Objective: Locate every line in the material below that contains the word "fallen" and reproduce each such line in full.

|---|

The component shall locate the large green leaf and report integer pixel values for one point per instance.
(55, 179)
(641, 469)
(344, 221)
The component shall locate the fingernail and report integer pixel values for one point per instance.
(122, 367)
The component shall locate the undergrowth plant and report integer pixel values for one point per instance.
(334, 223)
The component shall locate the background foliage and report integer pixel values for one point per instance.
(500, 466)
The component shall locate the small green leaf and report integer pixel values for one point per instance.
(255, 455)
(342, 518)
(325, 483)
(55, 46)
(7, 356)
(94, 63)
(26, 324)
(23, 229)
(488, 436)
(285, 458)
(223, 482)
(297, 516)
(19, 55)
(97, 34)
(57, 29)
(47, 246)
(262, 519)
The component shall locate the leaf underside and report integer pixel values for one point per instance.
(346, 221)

|---|

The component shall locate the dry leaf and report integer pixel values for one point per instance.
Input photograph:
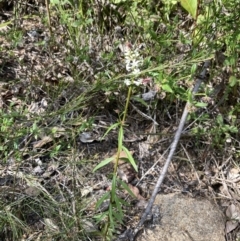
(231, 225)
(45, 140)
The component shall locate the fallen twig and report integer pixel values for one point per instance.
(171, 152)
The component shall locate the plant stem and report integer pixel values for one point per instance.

|---|

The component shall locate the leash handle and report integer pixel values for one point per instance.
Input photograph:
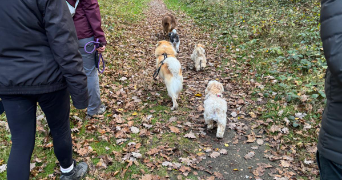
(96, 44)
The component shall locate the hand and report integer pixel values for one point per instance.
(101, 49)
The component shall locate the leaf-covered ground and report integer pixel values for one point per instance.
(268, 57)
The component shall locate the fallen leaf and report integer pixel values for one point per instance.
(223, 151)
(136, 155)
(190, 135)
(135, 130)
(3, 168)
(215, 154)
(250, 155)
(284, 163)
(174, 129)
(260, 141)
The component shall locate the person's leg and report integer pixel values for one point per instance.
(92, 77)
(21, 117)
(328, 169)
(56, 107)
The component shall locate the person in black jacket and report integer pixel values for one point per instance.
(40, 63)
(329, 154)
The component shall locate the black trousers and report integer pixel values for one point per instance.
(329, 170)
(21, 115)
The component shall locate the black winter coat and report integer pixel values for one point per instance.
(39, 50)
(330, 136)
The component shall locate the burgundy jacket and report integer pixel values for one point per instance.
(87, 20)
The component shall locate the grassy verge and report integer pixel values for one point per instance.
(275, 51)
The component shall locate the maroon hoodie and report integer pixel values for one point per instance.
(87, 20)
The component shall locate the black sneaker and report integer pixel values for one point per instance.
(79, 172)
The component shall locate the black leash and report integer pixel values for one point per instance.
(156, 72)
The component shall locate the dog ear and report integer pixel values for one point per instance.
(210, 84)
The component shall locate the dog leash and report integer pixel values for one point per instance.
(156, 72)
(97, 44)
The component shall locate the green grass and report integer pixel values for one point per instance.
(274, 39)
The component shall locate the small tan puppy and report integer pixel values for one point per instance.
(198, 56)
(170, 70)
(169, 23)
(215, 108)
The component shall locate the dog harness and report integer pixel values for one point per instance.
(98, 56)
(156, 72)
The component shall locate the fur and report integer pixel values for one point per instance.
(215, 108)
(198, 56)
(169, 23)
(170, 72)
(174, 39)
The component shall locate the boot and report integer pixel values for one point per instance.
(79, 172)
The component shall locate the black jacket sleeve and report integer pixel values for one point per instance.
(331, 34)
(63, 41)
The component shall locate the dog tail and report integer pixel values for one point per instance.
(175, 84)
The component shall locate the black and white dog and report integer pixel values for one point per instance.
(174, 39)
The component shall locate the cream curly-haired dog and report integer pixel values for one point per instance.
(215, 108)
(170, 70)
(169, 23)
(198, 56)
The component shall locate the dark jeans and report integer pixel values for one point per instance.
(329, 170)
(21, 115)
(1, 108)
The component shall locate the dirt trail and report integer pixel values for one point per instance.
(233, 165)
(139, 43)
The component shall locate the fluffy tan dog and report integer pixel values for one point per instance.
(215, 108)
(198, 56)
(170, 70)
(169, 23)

|---|

Result below:
The component shall locate the fallen twig and report integer pixel values for one point per instance.
The component shall locate the fallen leaf and report integer pixel values for one point per instance.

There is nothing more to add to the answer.